PASSAGE -
------------------------------------

Notice that there was apparently some hesitation about sending the ark back as the priests’ advice was prefaced by “if you return the ark of the god of Israel“. We’ll see more evidence that the people weren’t totally sold on the idea as we continue to study this passage over the next few days.
As was consistent with ancient pagan religions, the Philistines decide to appease God with gifts, thinking that is the only way to be healed. It seems the people had been wondering why their maladies had not been lifted.
Apparently they had tried various remedies over the preceding seven months including, most likely, praying to their god, and could not understand why nothing had worked. They had expected to be cured but had not been. Their “final hope” was to offer gifts to the true God – the God of Israel.
In ancient times, it was customary for offerings to the gods to depict the trouble the people had been saved from. To that end, the priests recommend that the people make five gold tumors and five gold rats. We know the people were afflicted with tumors [1 Samuel 5:6] but this is the first we’ve heard of rats.
It’s possible that the tumors were the actually the bubonic plague, which is known to be carried by rodents. Or, its possible that in addition to the tumors God also sent rats to devastate the agriculture of the Philistines during this time. The bottom line is we don’t know exactly where the rats came from or how they were involved in the Philistine’s problems. But apparently they were.

------------------------------------

DATA TO EXAMINE -
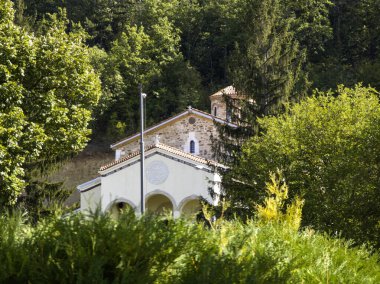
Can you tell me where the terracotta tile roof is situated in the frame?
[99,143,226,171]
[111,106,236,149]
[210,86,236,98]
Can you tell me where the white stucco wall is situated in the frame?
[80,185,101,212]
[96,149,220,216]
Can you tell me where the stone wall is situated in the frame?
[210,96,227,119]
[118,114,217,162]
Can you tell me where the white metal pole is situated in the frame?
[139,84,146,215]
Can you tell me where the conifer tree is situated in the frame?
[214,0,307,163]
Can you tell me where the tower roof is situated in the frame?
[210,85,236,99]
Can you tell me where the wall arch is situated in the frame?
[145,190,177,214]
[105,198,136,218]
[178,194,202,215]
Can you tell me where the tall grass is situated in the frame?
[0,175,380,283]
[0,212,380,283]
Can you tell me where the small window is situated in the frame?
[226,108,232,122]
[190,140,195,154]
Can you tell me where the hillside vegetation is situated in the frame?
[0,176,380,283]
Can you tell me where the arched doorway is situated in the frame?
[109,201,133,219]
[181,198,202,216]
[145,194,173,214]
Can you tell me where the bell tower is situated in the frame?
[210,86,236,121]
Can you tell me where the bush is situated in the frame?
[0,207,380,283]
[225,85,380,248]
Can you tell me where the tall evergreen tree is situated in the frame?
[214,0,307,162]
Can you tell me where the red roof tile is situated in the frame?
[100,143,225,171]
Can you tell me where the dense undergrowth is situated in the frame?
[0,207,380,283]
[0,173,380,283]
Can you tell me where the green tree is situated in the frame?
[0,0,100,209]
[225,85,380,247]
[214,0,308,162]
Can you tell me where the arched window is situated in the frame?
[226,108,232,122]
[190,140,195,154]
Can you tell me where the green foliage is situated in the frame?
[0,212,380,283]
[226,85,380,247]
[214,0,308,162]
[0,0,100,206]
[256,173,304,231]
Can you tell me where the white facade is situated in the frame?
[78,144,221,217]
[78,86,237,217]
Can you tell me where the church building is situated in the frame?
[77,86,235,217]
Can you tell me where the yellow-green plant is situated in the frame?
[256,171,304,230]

------------------------------------

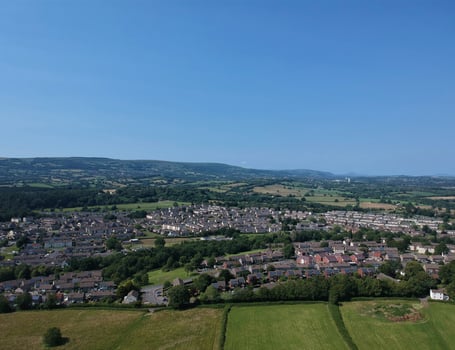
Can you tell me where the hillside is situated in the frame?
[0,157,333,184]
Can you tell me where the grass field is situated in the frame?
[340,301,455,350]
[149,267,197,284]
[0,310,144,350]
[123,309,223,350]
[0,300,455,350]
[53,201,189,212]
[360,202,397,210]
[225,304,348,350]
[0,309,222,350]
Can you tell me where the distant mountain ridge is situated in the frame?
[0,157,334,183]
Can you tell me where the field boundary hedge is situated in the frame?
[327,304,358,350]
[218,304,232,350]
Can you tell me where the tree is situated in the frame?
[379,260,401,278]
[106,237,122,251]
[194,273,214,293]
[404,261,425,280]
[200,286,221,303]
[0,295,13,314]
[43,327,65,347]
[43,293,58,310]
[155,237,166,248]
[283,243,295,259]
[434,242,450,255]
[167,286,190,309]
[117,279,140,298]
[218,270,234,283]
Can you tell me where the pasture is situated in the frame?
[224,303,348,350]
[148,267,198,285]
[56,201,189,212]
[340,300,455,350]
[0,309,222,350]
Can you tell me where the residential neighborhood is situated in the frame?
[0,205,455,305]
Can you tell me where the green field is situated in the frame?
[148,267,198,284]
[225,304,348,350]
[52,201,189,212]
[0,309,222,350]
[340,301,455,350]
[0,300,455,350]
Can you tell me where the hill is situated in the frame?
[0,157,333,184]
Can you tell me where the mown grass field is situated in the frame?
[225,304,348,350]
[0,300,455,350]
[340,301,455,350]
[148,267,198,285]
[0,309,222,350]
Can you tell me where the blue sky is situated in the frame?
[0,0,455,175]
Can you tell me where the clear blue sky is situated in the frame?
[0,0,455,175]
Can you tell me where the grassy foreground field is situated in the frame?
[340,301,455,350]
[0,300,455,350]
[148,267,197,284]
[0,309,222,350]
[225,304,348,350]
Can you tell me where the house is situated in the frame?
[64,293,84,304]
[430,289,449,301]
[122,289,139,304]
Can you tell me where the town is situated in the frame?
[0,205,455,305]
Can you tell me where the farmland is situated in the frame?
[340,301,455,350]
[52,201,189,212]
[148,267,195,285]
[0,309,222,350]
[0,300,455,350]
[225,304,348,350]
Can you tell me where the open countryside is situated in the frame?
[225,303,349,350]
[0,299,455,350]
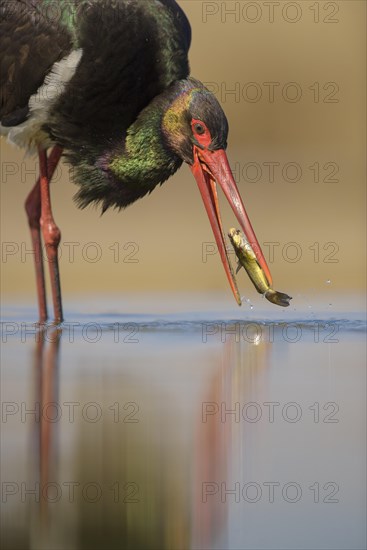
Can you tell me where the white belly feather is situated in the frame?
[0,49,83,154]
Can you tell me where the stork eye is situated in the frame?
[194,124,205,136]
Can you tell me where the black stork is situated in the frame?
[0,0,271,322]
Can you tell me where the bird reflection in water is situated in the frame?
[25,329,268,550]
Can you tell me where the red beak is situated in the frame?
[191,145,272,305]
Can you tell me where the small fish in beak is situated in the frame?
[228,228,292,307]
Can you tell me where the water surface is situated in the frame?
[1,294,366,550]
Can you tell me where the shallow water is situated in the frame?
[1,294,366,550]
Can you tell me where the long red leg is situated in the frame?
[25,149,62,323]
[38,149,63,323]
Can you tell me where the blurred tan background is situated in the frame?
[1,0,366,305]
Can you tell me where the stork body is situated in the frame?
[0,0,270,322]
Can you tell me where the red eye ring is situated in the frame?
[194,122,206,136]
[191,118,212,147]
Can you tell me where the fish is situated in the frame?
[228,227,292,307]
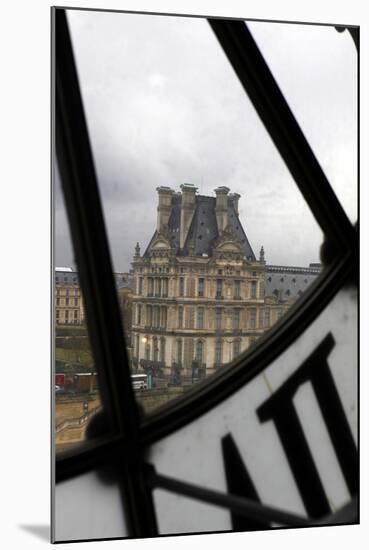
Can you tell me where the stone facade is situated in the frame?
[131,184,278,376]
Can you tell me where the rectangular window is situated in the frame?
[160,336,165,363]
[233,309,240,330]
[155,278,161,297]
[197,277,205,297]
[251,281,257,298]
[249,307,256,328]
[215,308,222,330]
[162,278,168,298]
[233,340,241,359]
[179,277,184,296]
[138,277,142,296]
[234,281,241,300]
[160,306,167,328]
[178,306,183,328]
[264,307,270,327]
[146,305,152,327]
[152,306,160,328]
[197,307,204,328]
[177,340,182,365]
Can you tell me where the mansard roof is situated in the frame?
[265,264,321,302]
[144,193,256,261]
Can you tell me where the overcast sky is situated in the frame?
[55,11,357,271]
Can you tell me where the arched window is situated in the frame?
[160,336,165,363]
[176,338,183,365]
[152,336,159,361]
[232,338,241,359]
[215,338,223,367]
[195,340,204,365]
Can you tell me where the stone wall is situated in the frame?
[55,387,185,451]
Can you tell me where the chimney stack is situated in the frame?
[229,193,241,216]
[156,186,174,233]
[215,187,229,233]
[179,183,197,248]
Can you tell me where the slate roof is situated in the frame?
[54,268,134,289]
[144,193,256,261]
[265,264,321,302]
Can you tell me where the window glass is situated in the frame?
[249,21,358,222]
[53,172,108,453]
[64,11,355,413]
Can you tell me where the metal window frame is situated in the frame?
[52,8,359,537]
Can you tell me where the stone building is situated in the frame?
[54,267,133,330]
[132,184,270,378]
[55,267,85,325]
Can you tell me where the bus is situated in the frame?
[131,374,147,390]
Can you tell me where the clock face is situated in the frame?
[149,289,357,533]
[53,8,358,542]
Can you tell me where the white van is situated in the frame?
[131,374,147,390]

------------------------------------

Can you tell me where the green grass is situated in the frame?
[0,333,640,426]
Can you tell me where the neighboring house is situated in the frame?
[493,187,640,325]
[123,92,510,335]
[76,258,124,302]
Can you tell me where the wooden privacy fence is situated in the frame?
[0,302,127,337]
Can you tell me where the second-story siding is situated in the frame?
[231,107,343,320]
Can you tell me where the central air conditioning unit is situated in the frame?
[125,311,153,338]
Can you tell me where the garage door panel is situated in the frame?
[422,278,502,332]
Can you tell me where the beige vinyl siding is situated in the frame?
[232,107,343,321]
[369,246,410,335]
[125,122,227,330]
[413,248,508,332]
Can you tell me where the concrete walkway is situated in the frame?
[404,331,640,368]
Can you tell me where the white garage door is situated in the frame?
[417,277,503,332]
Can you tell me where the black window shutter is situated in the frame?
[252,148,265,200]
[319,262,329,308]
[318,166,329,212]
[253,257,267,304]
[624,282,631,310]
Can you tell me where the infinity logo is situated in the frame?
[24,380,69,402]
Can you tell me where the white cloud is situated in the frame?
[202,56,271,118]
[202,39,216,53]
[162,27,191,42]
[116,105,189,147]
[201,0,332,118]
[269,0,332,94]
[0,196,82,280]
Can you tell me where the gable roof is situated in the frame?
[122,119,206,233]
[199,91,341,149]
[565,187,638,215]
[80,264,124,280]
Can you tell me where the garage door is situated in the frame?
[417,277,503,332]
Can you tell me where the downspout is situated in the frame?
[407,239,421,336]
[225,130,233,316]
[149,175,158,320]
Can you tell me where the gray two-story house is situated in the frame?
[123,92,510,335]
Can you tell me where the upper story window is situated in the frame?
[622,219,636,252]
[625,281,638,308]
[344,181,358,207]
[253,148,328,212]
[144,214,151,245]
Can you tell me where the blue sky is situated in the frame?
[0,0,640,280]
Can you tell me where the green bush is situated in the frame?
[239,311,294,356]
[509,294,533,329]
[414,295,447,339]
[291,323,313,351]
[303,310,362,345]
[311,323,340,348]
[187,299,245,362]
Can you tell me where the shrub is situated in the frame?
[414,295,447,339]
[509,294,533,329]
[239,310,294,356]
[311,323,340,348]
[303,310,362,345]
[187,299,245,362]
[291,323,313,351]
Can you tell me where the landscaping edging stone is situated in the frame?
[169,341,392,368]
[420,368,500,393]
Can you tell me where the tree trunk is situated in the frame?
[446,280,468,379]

------------------------------------

TASKS -
• 1. In the commentary on the Philistines and the ark, what do the priests recommend that the people make?
• 2. Using the commentary on the Philistines and the ark, explain why the priests' proposed offerings take the form of tumors and rats.
• 3. Continue the commentary on the Philistines and the ark, beginning after its final sentence.
The entries were taken from a different source than the commentary.

RESPONSES -
• 1. Five gold tumors and five gold rats.

• 2. In ancient times, offerings to the gods customarily depicted the trouble the people had been saved from. The priests therefore recommend gold tumors and gold rats to represent the Philistines' afflictions.

• 3.
In any case the people were hopeful, but not 100% sure (perhaps) God would lift His hand from their gods and their land. Notice how the Philistines knew it was the God of Israel who was destroying their country. Notice also their admission that the God of Israel was more powerful than their own gods.
The Philistines were trying to do the right thing. They did not know the God of the Bible well enough though, and they got some things wrong here. Most importantly, they mistakenly believed that God needs to be appeased with sacrifices.
Many ancient religions such as those of Rome or Greece teach that their gods needed to be appeased. Appeasing God is still very prevalent today in religions like Islam. Muslims believe that they must earn their way into Allah’s good graces by performing certain acts here on earth. Those acts are often violent, such as killing Christians or Jews.
Even some Bible-based religions like Catholicism have fallen into this trap with, for example, their ritual of candle lighting in order to get their prayer requests fulfilled or with their belief that one must be baptized with water to go to heaven.
All this amounts to one thing: people thinking they can obligate God through their own actions. They think they can control God. This, of course, is not true [Romans 8:8].
Moreover, there is no reason to control God. The whole idea of controlling God is based on a misunderstanding of God Himself. Many people – too many people – think God is an angry tyrant who needs to be, and can be, appeased (i.e. controlled) through our actions. But this is an inaccurate picture of God. And an inaccurate understanding of man.
The concept of appeasement puts man in control of his own god. When man can appease his god, then the god is no longer the god; man is. And, of course, we are not gods. And God cannot be controlled.
True, sin has separated us from God. But no man can close that gap on his own by making an offering to God. Only Jesus can reconcile God and man. This is precisely what Jesus did on the cross – He took on the penalty for sin so we don’t have to [2 Corinthians 5:18]. Therefore, none of us have to do anything to reconcile ourselves to God.
God is not angry with you. He does not need to be appeased. He loves you and desires to spend eternity with you regardless of the mistakes you’ve made with your life [John 3:16; Romans 5:8; 1 John 4:10 et. al]. That is why He created you in the first place.
He doesn’t want gifts from you. He simply wants you.